Problème à résoudre:
Pourriez-vous prolonger le texte sur les éborgnés du mouvement des « gilets jaunes » à partir de sa dernière phrase ?

Extrait choisi:
::::

Guillaume DAUDIN / Fabien ZAMORA / AFP France

En novembre 2018, débutait en France le mouvement des "gilets jaunes", des mois de manifestations régulières émaillées de violences, avec au total 2.500 manifestants et 1.800 membres des forces de l'ordre blessés en un an selon le ministère de l'Intérieur. Parmi les blessés "gilets jaunes" revendiqués, ou se disant parfois simples "passants", plusieurs personnes éborgnées, souvent atteintes par des tirs de lanceurs de balles de défense ou des lancers de grenades. Parmi elles, vingt-trois avaient été recensées par l'AFP à l'hiver 2018-2019. Cinq ans plus tard, aucun éborgné n'a obtenu la condamnation de l'auteur de sa blessure. Un seul procès a eu lieu, qui s'est soldé par une relaxe, les autres plaintes étant à l'examen, classées ou engluées dans les méandres de la justice.

::::

Extraits de données:
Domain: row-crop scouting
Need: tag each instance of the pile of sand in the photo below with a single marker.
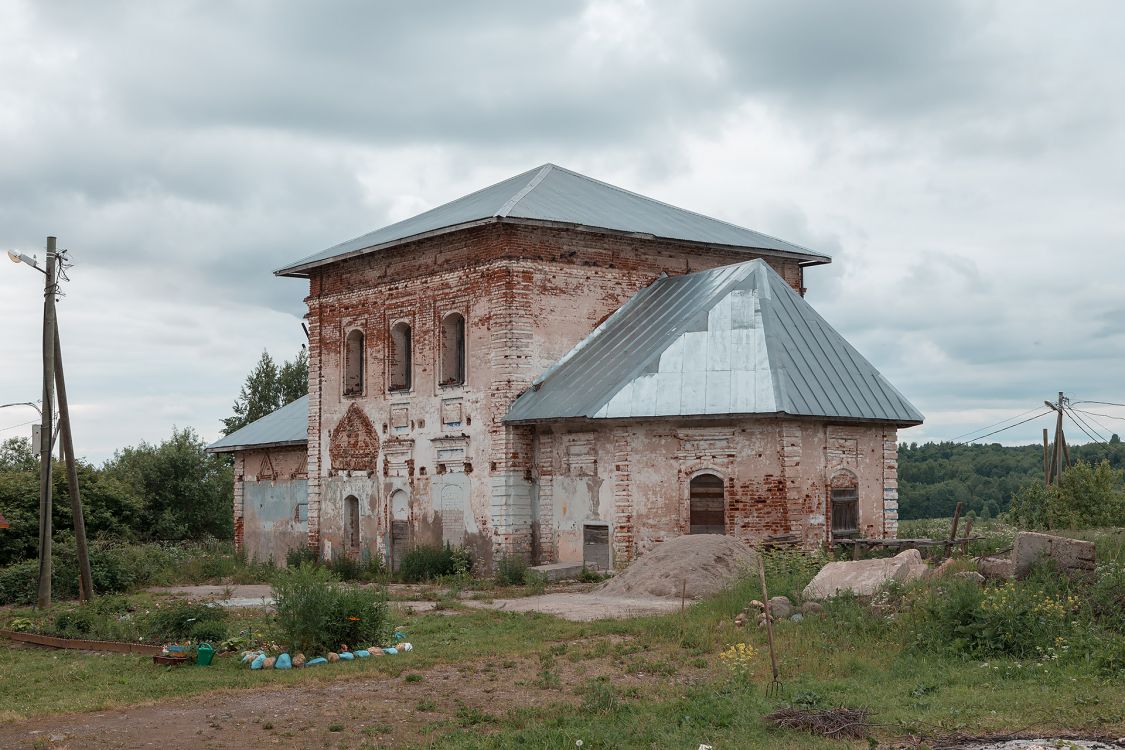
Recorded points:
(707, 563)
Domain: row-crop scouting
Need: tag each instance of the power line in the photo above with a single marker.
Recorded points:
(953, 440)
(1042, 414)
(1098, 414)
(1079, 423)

::::

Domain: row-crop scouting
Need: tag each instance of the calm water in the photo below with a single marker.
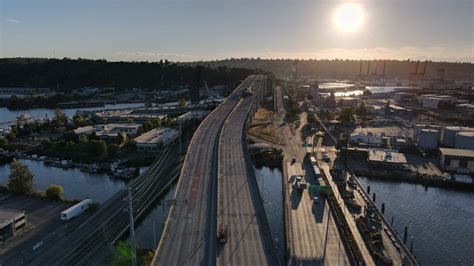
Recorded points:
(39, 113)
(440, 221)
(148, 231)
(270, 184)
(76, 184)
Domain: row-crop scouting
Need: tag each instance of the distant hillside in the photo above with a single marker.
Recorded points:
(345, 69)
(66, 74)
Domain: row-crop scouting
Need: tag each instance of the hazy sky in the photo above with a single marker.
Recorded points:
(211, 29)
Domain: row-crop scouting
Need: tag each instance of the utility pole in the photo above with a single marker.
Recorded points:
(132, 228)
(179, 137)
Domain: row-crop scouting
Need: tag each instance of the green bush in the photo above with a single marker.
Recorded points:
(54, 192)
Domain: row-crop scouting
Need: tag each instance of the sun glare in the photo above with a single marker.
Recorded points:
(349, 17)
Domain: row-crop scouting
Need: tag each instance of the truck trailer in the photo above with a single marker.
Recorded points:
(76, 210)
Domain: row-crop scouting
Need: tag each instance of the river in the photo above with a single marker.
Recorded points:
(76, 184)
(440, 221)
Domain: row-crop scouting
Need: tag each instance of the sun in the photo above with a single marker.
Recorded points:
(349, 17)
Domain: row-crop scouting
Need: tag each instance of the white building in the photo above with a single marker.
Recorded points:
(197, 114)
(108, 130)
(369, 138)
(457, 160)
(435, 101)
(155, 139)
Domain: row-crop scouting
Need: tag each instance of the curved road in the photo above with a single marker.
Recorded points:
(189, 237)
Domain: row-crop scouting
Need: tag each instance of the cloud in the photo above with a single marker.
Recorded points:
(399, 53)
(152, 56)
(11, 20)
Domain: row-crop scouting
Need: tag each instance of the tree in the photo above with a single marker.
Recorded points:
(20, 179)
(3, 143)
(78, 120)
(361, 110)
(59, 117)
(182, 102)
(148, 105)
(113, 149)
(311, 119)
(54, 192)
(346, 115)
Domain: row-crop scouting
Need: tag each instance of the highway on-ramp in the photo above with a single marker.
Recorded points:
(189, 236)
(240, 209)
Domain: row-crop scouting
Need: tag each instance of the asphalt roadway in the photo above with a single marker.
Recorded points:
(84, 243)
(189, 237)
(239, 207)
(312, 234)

::::

Réponse:
"Je n'ai aucune nouvelle de mon dossier, même par rapport à mes avocats, il n'y a personne au bout du fil, c'est le néant", se désole Alexandre Frey, blessé le 8 décembre 2018 à Paris. "J'ai été entendu par le juge en tant que partie civile le 5 octobre dernier. Le magistrat va maintenant décider de la suite de l'affaire, classement sans suite ou poursuite. Aucune date n'a été communiquée, il y a énormément de retard dans le traitement des dossiers. On m'a préparé à un délai d'au moins deux ans", explique Gwendal Leroy, blessé le 19 janvier 2019 à Rennes.

"On n'a aucune information sur les suites judiciaires, je sais que la justice est en panne, mais est-elle indépendante?" s'interroge Olivier Fostier, blessé le 23 mars 2019 à Charleville Mézières tandis que Vanessa Langard tranche: "En France, on peut attaquer comme on veut la police, elle n'est jamais condamnée".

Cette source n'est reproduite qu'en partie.